Furthermore, the simulated 3-D far-field radiation pattern is drawn in Figs 1617 compares the simulated and measured far-field radiation patterns of y-o-z plane. Both figures show the far-field radiation patterns comprising OAM mode of 2 and 4 simultaneously. A typical magnitude null at the center of the beam can be identified clearly and the simulated and measured results coincide well with each other.

Figure 16
figure 16

Simulated 3-D far-field radiation pattern (a) front view (b) top view.

Figure 17
figure 17

Simulated and measured 3-D far-field radiation patterns of y-o-z plane.

Discussion

In this paper, a practical dual-mode dual-polarization OAM generating system has been numerically and experimentally demonstrated by using a transmissive metasurface with optimized element structure. The element is well-designed and can introduce additional phase to the incident wave to generate EM waves carrying OAM. Dual-mode operating property is realized by using the polarization-dependent physical response. The transmissive metasurface provides a high-performance of transmission and a full 360° phase variation by employing four stacked layers. As expected, our numerical and experimental results show that the proposed transmissive metasurface is able to generate dual-mode dual-polarization OAM waves effectively and simultaneously. It’s noticeable that the presented design in this paper is for generating dual-polarization dual-mode EM waves carrying OAM, the same working mechanism and design strategy also can be adapted to generate dual-band dual-mode vortex waves, which enhances the system capacity further. The proposed OAM-generating system paves a way for practical application of OAM in modern wireless communications.

+ + + +

**WRITTEN INSTRUCTION**
In the passage on the OAM-generating metasurface, how many stacked layers does the transmissive metasurface use to reach a full 360° phase variation?

+ + + +

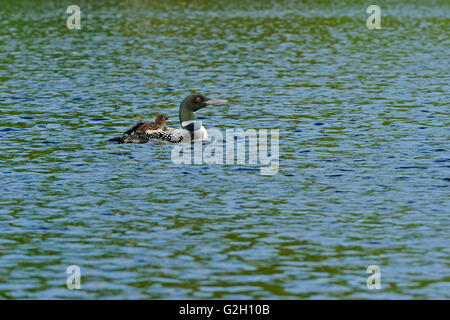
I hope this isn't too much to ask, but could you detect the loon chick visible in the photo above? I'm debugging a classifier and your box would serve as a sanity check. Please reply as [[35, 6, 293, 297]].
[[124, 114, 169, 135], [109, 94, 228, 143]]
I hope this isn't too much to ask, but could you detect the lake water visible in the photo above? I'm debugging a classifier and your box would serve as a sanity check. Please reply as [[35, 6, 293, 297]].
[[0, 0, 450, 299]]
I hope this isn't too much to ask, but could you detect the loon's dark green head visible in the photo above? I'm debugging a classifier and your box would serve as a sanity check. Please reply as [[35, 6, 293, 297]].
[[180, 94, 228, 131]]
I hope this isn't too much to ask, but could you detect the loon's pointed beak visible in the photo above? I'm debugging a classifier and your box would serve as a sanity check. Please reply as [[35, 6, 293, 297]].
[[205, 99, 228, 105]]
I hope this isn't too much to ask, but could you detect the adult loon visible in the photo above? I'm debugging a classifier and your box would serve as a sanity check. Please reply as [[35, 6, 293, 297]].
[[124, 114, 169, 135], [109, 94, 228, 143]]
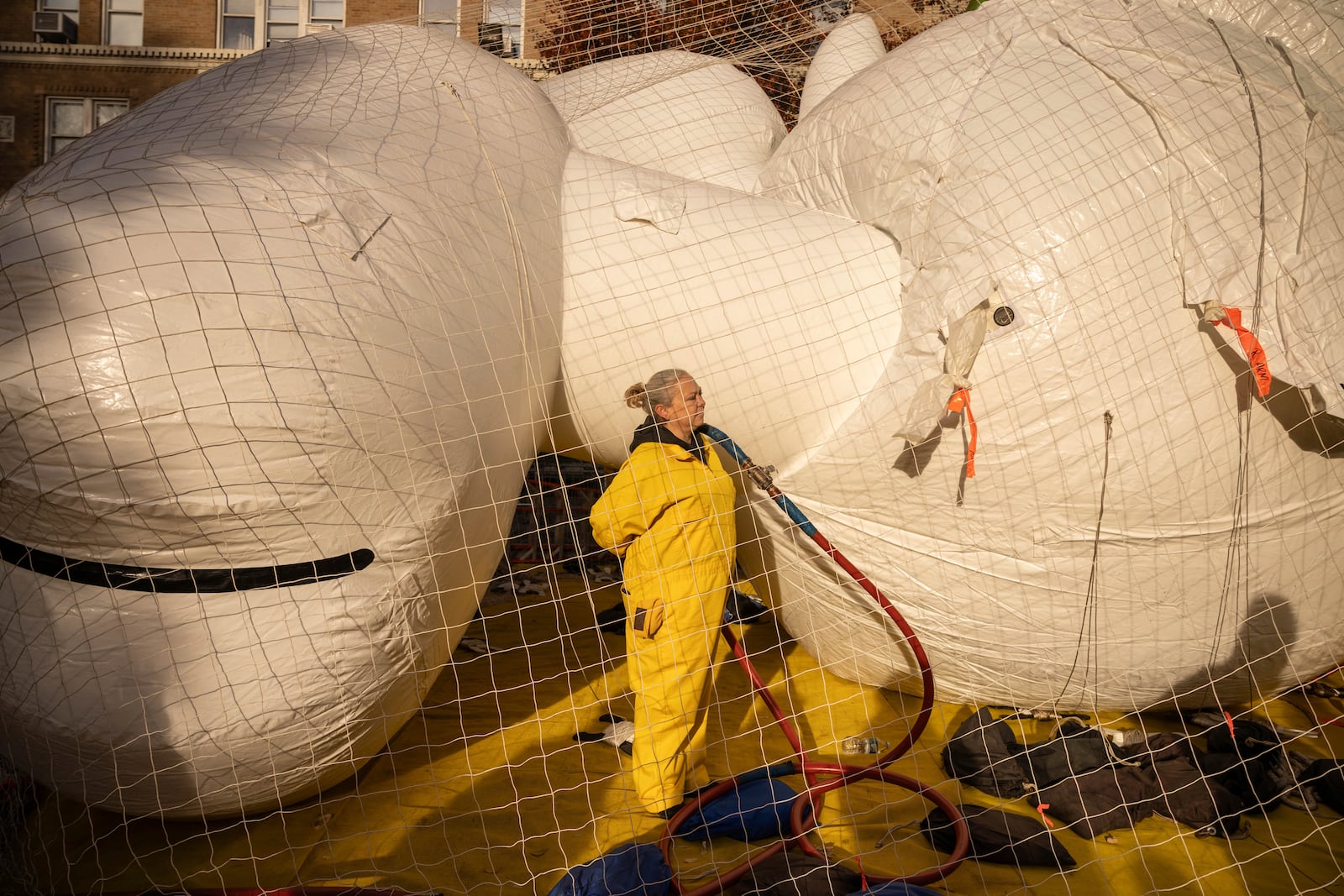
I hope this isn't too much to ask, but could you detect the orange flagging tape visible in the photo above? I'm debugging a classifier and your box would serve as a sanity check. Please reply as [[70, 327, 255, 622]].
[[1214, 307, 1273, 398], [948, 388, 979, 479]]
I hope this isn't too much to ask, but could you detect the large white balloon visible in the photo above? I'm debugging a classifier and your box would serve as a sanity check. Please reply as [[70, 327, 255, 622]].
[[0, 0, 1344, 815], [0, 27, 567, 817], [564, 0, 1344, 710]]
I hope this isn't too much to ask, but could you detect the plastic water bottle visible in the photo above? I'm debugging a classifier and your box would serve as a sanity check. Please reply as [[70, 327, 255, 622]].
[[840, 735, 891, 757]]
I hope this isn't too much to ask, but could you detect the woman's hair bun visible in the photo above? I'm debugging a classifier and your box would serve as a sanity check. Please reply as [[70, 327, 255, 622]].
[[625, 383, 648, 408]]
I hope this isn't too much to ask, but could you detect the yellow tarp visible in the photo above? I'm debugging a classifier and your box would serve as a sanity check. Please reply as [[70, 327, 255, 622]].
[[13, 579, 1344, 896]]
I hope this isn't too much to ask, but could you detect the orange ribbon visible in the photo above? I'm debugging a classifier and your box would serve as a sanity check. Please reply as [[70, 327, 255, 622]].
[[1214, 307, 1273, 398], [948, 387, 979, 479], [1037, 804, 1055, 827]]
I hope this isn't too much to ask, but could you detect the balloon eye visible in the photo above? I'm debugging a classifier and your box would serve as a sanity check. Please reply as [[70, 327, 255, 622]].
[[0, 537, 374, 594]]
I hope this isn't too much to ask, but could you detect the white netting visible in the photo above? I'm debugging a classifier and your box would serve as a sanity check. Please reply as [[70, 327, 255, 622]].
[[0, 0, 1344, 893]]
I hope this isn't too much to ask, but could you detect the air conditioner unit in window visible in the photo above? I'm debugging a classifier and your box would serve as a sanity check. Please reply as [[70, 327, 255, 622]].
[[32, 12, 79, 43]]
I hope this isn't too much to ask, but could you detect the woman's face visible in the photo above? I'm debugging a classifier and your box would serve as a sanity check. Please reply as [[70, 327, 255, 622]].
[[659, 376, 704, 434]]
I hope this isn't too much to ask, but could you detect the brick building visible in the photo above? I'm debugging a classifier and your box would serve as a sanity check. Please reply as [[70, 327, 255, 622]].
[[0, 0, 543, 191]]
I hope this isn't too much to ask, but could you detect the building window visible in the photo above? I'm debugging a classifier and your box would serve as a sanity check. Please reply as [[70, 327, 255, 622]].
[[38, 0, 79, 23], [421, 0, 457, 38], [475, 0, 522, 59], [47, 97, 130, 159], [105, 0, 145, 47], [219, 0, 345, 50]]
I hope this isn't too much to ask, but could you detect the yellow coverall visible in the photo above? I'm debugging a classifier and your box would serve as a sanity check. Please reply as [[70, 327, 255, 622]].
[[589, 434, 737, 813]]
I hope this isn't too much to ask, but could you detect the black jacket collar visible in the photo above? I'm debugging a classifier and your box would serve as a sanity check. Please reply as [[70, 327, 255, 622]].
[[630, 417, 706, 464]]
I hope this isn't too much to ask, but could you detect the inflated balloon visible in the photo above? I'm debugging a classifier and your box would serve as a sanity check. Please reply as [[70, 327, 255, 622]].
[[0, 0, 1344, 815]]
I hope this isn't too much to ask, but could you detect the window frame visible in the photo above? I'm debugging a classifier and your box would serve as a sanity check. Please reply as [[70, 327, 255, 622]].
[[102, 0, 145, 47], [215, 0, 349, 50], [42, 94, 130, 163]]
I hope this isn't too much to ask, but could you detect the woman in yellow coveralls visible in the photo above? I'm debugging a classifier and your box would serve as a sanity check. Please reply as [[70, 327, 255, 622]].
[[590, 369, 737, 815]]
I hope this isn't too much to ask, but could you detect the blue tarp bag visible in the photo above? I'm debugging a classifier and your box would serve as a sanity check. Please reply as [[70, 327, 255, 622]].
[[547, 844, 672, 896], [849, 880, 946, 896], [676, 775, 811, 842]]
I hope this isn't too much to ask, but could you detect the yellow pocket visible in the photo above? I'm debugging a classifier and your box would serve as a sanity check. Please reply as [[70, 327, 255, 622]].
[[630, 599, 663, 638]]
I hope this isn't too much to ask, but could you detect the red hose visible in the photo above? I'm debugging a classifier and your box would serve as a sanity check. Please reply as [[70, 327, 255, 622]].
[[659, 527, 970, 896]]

+ + + +

**IN RESPONSE**
Four stacked layers.